(Records from a data collection)
%%

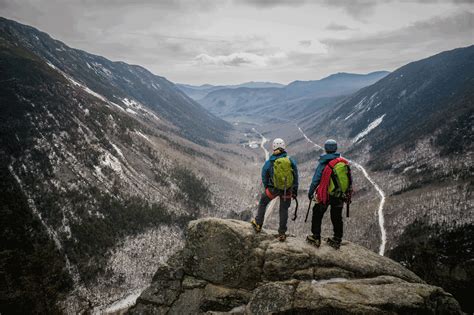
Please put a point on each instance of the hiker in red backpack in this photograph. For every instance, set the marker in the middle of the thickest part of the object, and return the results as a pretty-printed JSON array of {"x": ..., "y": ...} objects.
[
  {"x": 279, "y": 179},
  {"x": 331, "y": 186}
]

%%

WORK ITEM:
Would you give the records again exactly, dropping the pictures?

RESULT BELOW:
Please put a point on each instance of the hiker in red backpack in this photograph. For every instance, set the marker in the middle of the thickest part of the object, and return the results as a pretty-printed JSON array of {"x": ..., "y": ...} objects.
[
  {"x": 279, "y": 179},
  {"x": 331, "y": 186}
]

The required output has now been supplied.